Skip to main content

MCP server for persistent codebase memory with semantic search and development tracking

Project description

Thoth

MCP server providing persistent codebase memory with semantic search for AI assistants.

PyPI License Python Versions

Overview

Thoth indexes code repositories using AST parsing and provides tools for symbol lookup, cross-repository navigation, and architecture visualization. With v0.2.0, semantic search was added using local embeddings. Now v0.3.0 introduces development memory to track and learn from all coding attempts, including failures.

The index persists in ~/.thoth/, giving Claude and other MCP-compatible assistants memory across conversations.

Features

  • 🔍 Semantic Search: Find code using natural language queries with vLLM and Qwen3 embeddings
  • 🧠 Persistent Memory: Code understanding persists between conversations
  • 📝 Development Memory: Track all coding attempts and learn from failures (v0.3.0)
  • 🔗 Cross-Repository: Navigate dependencies across multiple related repositories
  • 📊 Visualizations: Generate architecture diagrams and dependency graphs
  • Fast Indexing: AST-based parsing with incremental updates
  • 🎯 Precise Navigation: Jump to exact definitions, find all callers
  • 🔧 Local-First: All processing happens locally, no cloud dependencies

Installation

Requirements

  • Python 3.10-3.12 (Python 3.13 not yet supported due to vLLM dependencies)
  • For semantic search: ~2GB disk space for embedding model

Quick Start

# Install Thoth
uv tool install --python 3.12 mcp-server-thoth

# Initialize (downloads model, sets up database)
thoth-cli init

# Index your first repository
thoth-cli index myproject /path/to/repo

# Add to Claude
claude mcp add thoth -s user -- uvx --python 3.12 mcp-server-thoth

First-Time Setup

Before using Thoth with Claude, run the initialization:

thoth-cli init

This will:

  • ✅ Set up the database
  • ✅ Create necessary directories
  • ✅ Download the embedding model (~460MB, one-time)
  • ✅ Verify the installation

Options:

  • --skip-model - Skip model download (disables semantic search)
  • --model-cache-dir PATH - Custom directory for model weights

Claude Desktop

Add to your configuration file:

  • macOS: ~/Library/Application Support/Claude/claude_desktop_config.json
  • Windows: %APPDATA%\Claude\claude_desktop_config.json
  • Linux: ~/.config/claude/claude_desktop_config.json

Configuration:

{
  "mcpServers": {
    "thoth": {
      "command": "uvx",
      "args": ["--python", "3.12", "mcp-server-thoth"]
    }
  }
}

To index repositories, either:

  1. Use the CLI: thoth-cli index myrepo /path/to/repo
  2. Use the index_repository tool from within Claude

Command Line

# Install globally
uv tool install --python 3.12 mcp-server-thoth

# Initialize Thoth (first time only)
thoth-cli init

# Index a repository
thoth-cli index myproject /path/to/repo

# Search symbols
thoth-cli search "database connection"

== BRIEF 1 ==
Render this sentence from the Thoth project page into Spanish: "The index persists in ~/.thoth/, giving Claude and other MCP-compatible assistants memory across conversations."
== BRIEF 2 ==
For each statement, say whether the Thoth project page above agrees with it, answering yes or no and quoting the deciding words: (a) Thoth currently supports Python 3.13. (b) Running the initialization downloads an embedding model of about 460MB, one time only. (c) Semantic search first arrived in v0.3.0.
== BRIEF 3 ==
Pick up the Thoth project page after its final line and continue it.

== GIVEN ENTRIES ==
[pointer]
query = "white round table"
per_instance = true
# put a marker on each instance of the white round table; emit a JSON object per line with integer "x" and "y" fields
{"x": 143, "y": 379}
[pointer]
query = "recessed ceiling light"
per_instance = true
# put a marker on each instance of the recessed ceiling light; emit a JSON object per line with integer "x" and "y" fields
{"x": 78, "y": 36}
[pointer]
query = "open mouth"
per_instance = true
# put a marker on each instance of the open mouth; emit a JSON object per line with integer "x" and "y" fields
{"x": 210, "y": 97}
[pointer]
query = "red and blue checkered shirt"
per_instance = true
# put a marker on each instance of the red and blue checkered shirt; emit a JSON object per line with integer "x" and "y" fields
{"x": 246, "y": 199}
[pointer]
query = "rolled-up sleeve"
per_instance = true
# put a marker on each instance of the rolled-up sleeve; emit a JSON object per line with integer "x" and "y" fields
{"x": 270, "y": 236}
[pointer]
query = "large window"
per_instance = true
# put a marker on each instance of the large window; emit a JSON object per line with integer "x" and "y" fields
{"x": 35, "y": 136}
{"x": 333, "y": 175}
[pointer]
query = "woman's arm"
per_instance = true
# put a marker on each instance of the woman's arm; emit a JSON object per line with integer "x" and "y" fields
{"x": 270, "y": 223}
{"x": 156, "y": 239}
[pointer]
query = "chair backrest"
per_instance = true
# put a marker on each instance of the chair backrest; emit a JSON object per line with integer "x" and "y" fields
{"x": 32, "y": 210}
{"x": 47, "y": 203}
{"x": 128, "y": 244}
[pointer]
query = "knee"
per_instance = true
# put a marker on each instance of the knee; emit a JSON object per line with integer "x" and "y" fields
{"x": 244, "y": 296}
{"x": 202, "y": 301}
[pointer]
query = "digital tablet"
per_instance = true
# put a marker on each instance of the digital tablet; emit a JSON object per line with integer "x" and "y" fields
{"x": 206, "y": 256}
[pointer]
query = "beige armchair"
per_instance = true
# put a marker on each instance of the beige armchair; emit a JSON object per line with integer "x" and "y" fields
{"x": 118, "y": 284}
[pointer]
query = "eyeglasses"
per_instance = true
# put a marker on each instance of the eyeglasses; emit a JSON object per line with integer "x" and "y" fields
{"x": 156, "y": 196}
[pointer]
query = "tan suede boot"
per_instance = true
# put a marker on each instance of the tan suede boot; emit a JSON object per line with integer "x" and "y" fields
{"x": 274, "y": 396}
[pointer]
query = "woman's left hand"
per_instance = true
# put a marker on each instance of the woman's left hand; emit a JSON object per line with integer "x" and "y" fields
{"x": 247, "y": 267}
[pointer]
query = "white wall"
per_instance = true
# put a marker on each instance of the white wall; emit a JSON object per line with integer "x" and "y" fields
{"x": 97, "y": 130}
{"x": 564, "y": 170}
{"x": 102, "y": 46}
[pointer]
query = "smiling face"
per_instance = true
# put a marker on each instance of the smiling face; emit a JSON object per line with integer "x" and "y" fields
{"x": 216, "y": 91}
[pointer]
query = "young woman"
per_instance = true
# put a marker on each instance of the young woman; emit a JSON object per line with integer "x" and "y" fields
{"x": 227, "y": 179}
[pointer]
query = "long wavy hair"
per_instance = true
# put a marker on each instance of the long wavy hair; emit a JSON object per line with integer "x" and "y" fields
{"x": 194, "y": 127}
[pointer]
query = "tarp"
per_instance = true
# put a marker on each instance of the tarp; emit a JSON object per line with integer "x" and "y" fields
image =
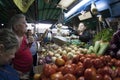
{"x": 23, "y": 5}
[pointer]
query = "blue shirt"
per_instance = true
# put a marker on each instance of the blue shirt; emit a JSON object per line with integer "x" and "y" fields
{"x": 8, "y": 73}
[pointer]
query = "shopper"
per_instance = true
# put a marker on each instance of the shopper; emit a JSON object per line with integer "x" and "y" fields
{"x": 8, "y": 46}
{"x": 84, "y": 33}
{"x": 23, "y": 58}
{"x": 114, "y": 48}
{"x": 33, "y": 45}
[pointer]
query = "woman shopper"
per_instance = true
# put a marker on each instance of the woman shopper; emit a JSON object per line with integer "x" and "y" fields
{"x": 8, "y": 46}
{"x": 23, "y": 58}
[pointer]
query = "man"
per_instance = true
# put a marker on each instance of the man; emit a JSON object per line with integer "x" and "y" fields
{"x": 23, "y": 58}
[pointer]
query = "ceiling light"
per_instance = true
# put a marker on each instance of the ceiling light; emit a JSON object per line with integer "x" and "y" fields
{"x": 76, "y": 7}
{"x": 65, "y": 3}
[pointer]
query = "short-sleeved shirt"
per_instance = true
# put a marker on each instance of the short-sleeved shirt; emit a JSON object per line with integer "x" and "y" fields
{"x": 23, "y": 58}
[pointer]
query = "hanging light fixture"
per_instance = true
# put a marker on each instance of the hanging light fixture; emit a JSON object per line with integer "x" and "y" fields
{"x": 94, "y": 8}
{"x": 65, "y": 3}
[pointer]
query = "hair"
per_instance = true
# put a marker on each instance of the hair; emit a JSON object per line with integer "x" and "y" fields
{"x": 15, "y": 20}
{"x": 8, "y": 39}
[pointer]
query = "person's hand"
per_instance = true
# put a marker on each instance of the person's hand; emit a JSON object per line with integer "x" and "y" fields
{"x": 30, "y": 39}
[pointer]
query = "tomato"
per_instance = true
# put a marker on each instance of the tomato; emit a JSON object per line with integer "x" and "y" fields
{"x": 69, "y": 77}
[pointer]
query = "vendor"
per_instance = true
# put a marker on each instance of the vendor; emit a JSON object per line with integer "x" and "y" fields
{"x": 84, "y": 33}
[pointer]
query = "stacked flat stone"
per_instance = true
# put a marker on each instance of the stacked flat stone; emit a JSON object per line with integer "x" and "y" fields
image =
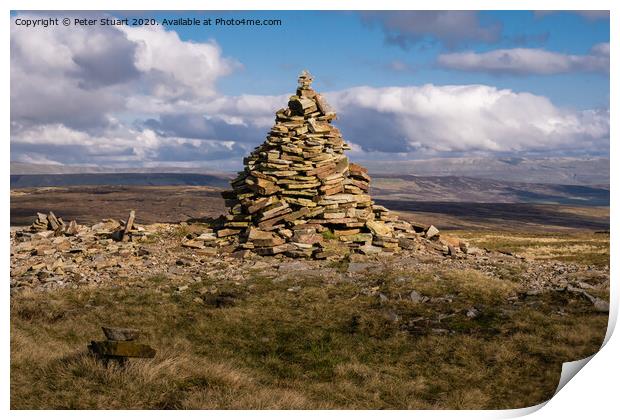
{"x": 298, "y": 188}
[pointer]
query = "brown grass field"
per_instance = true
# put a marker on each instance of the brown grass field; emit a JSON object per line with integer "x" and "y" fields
{"x": 303, "y": 342}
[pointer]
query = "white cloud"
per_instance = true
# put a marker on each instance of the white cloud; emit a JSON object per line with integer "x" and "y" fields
{"x": 439, "y": 119}
{"x": 528, "y": 61}
{"x": 144, "y": 97}
{"x": 178, "y": 68}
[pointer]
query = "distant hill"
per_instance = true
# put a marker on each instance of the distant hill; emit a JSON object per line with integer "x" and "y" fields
{"x": 480, "y": 190}
{"x": 384, "y": 187}
{"x": 149, "y": 179}
{"x": 567, "y": 171}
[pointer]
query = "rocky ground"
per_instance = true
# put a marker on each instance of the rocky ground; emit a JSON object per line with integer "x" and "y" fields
{"x": 92, "y": 255}
{"x": 486, "y": 325}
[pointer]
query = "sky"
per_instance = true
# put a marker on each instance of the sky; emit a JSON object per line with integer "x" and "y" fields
{"x": 405, "y": 84}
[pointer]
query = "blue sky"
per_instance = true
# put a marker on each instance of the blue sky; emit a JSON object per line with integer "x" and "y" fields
{"x": 406, "y": 85}
{"x": 343, "y": 52}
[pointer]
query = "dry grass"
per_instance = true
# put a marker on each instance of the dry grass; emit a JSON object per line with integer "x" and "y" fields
{"x": 358, "y": 343}
{"x": 585, "y": 248}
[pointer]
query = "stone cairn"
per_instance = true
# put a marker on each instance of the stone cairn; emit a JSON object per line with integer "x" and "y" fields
{"x": 299, "y": 188}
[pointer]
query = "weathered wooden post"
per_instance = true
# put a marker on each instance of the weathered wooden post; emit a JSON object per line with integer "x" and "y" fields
{"x": 120, "y": 345}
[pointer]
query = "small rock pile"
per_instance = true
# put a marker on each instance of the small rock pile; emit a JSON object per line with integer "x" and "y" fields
{"x": 299, "y": 187}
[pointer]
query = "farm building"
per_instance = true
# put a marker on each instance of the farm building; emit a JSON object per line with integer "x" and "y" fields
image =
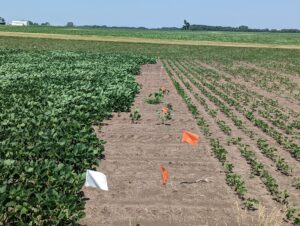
{"x": 2, "y": 21}
{"x": 20, "y": 23}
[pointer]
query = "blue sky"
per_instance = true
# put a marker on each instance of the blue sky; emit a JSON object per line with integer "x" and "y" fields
{"x": 157, "y": 13}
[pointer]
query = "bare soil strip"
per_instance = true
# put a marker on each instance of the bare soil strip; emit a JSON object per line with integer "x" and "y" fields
{"x": 144, "y": 40}
{"x": 134, "y": 154}
{"x": 255, "y": 186}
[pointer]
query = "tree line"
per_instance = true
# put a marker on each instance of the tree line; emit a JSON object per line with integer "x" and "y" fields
{"x": 243, "y": 28}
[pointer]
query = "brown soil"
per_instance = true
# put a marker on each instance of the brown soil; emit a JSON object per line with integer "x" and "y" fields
{"x": 134, "y": 154}
{"x": 284, "y": 102}
{"x": 145, "y": 40}
{"x": 255, "y": 187}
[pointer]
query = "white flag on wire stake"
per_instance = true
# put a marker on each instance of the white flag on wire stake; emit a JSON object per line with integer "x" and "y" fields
{"x": 96, "y": 179}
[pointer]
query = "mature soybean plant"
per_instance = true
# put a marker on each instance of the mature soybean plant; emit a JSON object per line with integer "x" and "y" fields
{"x": 48, "y": 103}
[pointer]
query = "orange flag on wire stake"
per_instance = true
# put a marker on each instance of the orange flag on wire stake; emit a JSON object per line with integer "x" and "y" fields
{"x": 165, "y": 110}
{"x": 164, "y": 174}
{"x": 190, "y": 138}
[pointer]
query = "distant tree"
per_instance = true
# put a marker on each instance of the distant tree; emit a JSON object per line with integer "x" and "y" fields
{"x": 186, "y": 25}
{"x": 2, "y": 21}
{"x": 45, "y": 24}
{"x": 243, "y": 28}
{"x": 30, "y": 23}
{"x": 70, "y": 24}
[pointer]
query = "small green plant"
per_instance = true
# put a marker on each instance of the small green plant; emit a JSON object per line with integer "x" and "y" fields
{"x": 166, "y": 113}
{"x": 213, "y": 113}
{"x": 251, "y": 204}
{"x": 290, "y": 212}
{"x": 135, "y": 115}
{"x": 155, "y": 98}
{"x": 296, "y": 183}
{"x": 225, "y": 128}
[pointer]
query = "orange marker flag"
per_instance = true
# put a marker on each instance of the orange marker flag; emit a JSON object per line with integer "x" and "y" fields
{"x": 189, "y": 137}
{"x": 164, "y": 174}
{"x": 165, "y": 110}
{"x": 163, "y": 89}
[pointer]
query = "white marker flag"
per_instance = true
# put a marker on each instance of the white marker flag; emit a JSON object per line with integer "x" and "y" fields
{"x": 96, "y": 180}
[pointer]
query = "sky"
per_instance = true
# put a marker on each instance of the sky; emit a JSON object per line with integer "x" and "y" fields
{"x": 276, "y": 14}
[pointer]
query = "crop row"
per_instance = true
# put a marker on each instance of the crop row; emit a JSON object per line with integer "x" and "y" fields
{"x": 256, "y": 167}
{"x": 49, "y": 102}
{"x": 232, "y": 179}
{"x": 242, "y": 97}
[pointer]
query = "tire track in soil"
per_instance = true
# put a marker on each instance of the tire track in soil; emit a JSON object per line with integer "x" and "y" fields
{"x": 234, "y": 153}
{"x": 240, "y": 165}
{"x": 260, "y": 134}
{"x": 136, "y": 194}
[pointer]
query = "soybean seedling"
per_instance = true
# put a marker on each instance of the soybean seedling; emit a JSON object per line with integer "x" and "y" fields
{"x": 157, "y": 97}
{"x": 135, "y": 115}
{"x": 166, "y": 114}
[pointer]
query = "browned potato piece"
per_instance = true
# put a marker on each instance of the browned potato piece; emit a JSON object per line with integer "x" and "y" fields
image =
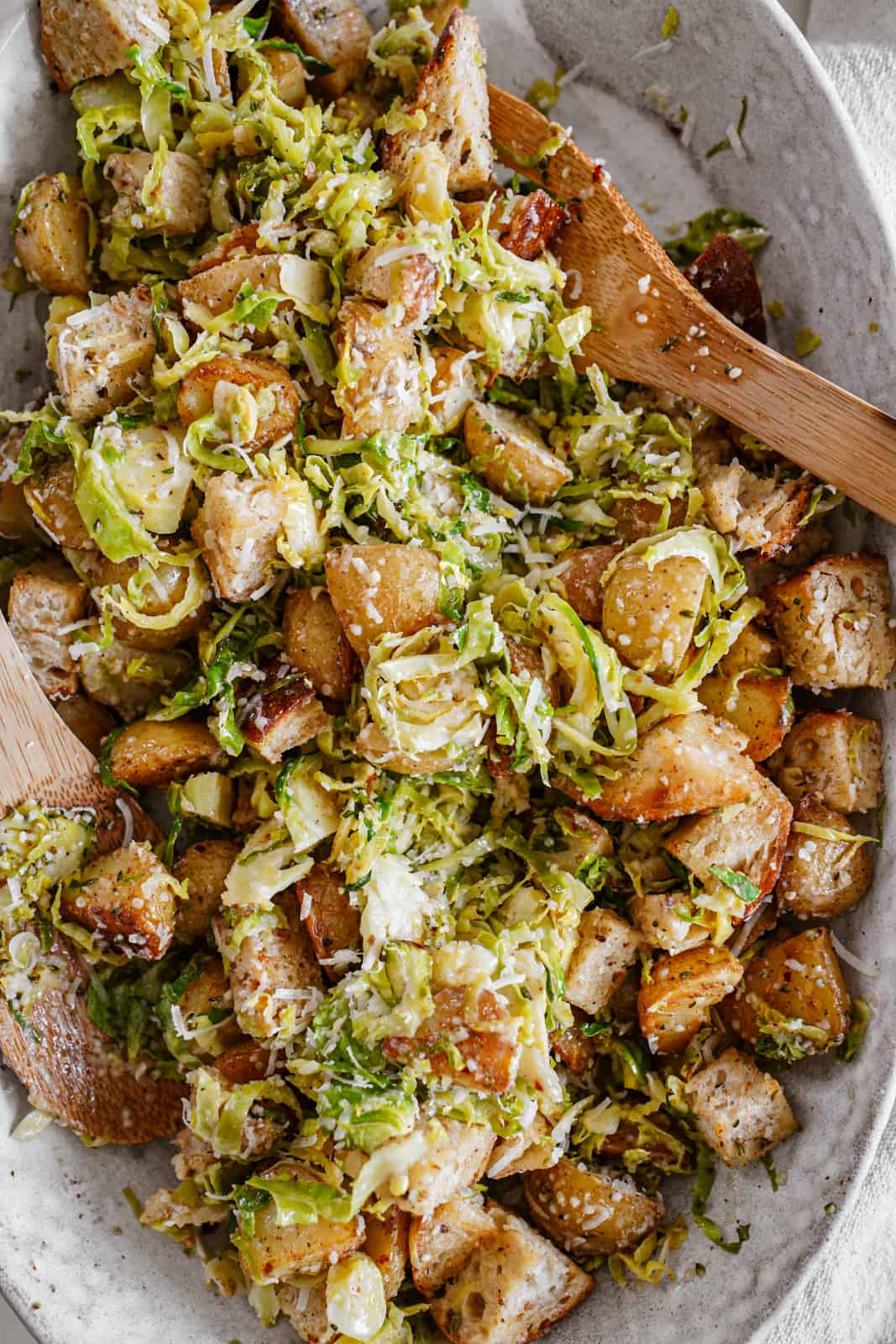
{"x": 196, "y": 393}
{"x": 331, "y": 920}
{"x": 674, "y": 1003}
{"x": 156, "y": 752}
{"x": 741, "y": 1112}
{"x": 590, "y": 1211}
{"x": 833, "y": 622}
{"x": 316, "y": 644}
{"x": 649, "y": 615}
{"x": 275, "y": 1253}
{"x": 688, "y": 764}
{"x": 836, "y": 757}
{"x": 824, "y": 878}
{"x": 508, "y": 450}
{"x": 128, "y": 900}
{"x": 203, "y": 867}
{"x": 51, "y": 235}
{"x": 607, "y": 947}
{"x": 750, "y": 690}
{"x": 792, "y": 1000}
{"x": 383, "y": 588}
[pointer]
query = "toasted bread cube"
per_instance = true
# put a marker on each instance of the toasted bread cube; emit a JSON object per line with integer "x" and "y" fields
{"x": 207, "y": 386}
{"x": 383, "y": 589}
{"x": 674, "y": 1003}
{"x": 822, "y": 878}
{"x": 410, "y": 282}
{"x": 469, "y": 1038}
{"x": 385, "y": 387}
{"x": 336, "y": 33}
{"x": 607, "y": 947}
{"x": 203, "y": 869}
{"x": 836, "y": 757}
{"x": 454, "y": 96}
{"x": 835, "y": 624}
{"x": 316, "y": 644}
{"x": 103, "y": 360}
{"x": 508, "y": 450}
{"x": 128, "y": 900}
{"x": 277, "y": 1253}
{"x": 331, "y": 920}
{"x": 688, "y": 764}
{"x": 237, "y": 528}
{"x": 51, "y": 235}
{"x": 750, "y": 689}
{"x": 590, "y": 1211}
{"x": 83, "y": 40}
{"x": 649, "y": 615}
{"x": 792, "y": 1000}
{"x": 750, "y": 840}
{"x": 741, "y": 1110}
{"x": 160, "y": 752}
{"x": 177, "y": 201}
{"x": 513, "y": 1287}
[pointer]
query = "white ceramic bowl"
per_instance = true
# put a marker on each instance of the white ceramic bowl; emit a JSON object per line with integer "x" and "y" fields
{"x": 67, "y": 1240}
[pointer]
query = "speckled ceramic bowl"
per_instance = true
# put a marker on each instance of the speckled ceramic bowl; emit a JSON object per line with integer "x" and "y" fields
{"x": 67, "y": 1240}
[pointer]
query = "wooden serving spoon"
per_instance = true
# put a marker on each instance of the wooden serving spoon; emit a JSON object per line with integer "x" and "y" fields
{"x": 62, "y": 1058}
{"x": 658, "y": 329}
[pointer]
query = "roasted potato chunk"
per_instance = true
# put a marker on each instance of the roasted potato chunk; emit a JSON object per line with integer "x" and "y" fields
{"x": 835, "y": 624}
{"x": 836, "y": 757}
{"x": 792, "y": 1000}
{"x": 741, "y": 1110}
{"x": 674, "y": 1003}
{"x": 508, "y": 450}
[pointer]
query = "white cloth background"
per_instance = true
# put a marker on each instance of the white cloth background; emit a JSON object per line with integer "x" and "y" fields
{"x": 851, "y": 1294}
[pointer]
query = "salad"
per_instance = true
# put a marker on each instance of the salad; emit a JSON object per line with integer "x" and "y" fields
{"x": 488, "y": 707}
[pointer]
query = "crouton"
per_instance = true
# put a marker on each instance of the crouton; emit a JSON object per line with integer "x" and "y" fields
{"x": 45, "y": 602}
{"x": 741, "y": 1110}
{"x": 103, "y": 360}
{"x": 454, "y": 96}
{"x": 284, "y": 712}
{"x": 51, "y": 235}
{"x": 649, "y": 615}
{"x": 237, "y": 528}
{"x": 409, "y": 281}
{"x": 748, "y": 839}
{"x": 687, "y": 764}
{"x": 833, "y": 622}
{"x": 508, "y": 450}
{"x": 128, "y": 900}
{"x": 385, "y": 389}
{"x": 674, "y": 1003}
{"x": 750, "y": 689}
{"x": 315, "y": 643}
{"x": 203, "y": 870}
{"x": 792, "y": 1000}
{"x": 177, "y": 202}
{"x": 607, "y": 947}
{"x": 336, "y": 33}
{"x": 83, "y": 40}
{"x": 208, "y": 387}
{"x": 469, "y": 1038}
{"x": 159, "y": 752}
{"x": 836, "y": 757}
{"x": 383, "y": 589}
{"x": 331, "y": 920}
{"x": 824, "y": 877}
{"x": 590, "y": 1211}
{"x": 512, "y": 1288}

== EXERCISE RESPONSE 1 ==
El índice persiste en ~/.thoth/, lo que les da a Claude y a otros asistentes compatibles con MCP memoria entre conversaciones.

== EXERCISE RESPONSE 2 ==
(a) No: "Python 3.13 not yet supported due to vLLM dependencies"
(b) Yes: "Download the embedding model (~460MB, one-time)"
(c) No: "With v0.2.0, semantic search was added using local embeddings."

== EXERCISE RESPONSE 3 ==
# List indexed repositories
thoth-cli list

# Start MCP server
mcp-server-thoth

Tools

Core Tools

  • find_definition - Locate symbol definitions
  • get_file_structure - Extract functions, classes, imports from a file
  • search_symbols - Search symbols by name pattern
  • get_callers - Find callers of a function
  • get_repositories - List indexed repositories
  • index_repository - Index a new repository

Semantic Search (v0.2.0+)

  • search_semantic - Natural language code search using embeddings
    • Example: "function that handles user authentication"
    • Returns relevant symbols ranked by semantic similarity

Development Memory (v0.3.0+)

  • start_dev_session - Start tracking development attempts
    • Persists across Claude conversations
    • Links attempts to specific tasks
  • track_attempt - Record coding attempts (edit, test, refactor)
    • Automatically captures errors and solutions
    • Builds knowledge base of what works/fails
  • check_approach - See if an approach has been tried before
    • Learn from past attempts
    • Avoid repeating mistakes
  • analyze_failure - Get insights from past failures
    • Find solutions to similar problems
    • See common error patterns
  • analyze_patterns - Analyze failure patterns
    • Identify problematic files
    • Get suggestions based on history

Visualization Tools

  • generate_module_diagram - Generate Mermaid dependency diagrams
  • generate_system_architecture - Visualize cross-repository relationships
  • trace_api_flow - Trace client-server communication paths

Architecture

Storage Backend

Thoth uses a hybrid storage approach:

  • SQLite (~/.thoth/index.db): Source of truth for structured data

    • symbols - Functions, classes, methods with location and parent relationships
    • imports - Import statements with cross-repository resolution
    • calls - Function call graph (caller → callee mapping)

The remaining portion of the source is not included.